◆ INSTRUCTION: Convert the material from the line containing "Where can the white sticker" through its final line into a JSON list of strings, with one string per line and blank lines omitted.

◆ EXERCISE MATERIALS:
>> Start
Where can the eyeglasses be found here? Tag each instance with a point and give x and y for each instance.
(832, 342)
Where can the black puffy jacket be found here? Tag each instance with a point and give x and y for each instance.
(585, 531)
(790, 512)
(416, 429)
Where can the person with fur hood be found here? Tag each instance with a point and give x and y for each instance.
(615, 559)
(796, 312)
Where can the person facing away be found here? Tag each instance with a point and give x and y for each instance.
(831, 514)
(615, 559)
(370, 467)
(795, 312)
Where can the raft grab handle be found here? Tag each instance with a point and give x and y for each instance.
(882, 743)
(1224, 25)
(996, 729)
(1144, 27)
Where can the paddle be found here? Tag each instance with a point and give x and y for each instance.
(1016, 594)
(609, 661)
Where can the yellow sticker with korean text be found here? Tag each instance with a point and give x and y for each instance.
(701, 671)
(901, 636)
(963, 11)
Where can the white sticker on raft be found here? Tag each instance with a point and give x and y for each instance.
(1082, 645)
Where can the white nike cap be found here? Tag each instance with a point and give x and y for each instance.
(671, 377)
>> End
◆ TASK ANSWER:
[
  "Where can the white sticker on raft be found here? Tag each instance with a point and give x and y for each instance.",
  "(1082, 645)",
  "Where can the white nike cap be found here? Tag each instance with a point and give x and y for each instance.",
  "(671, 377)"
]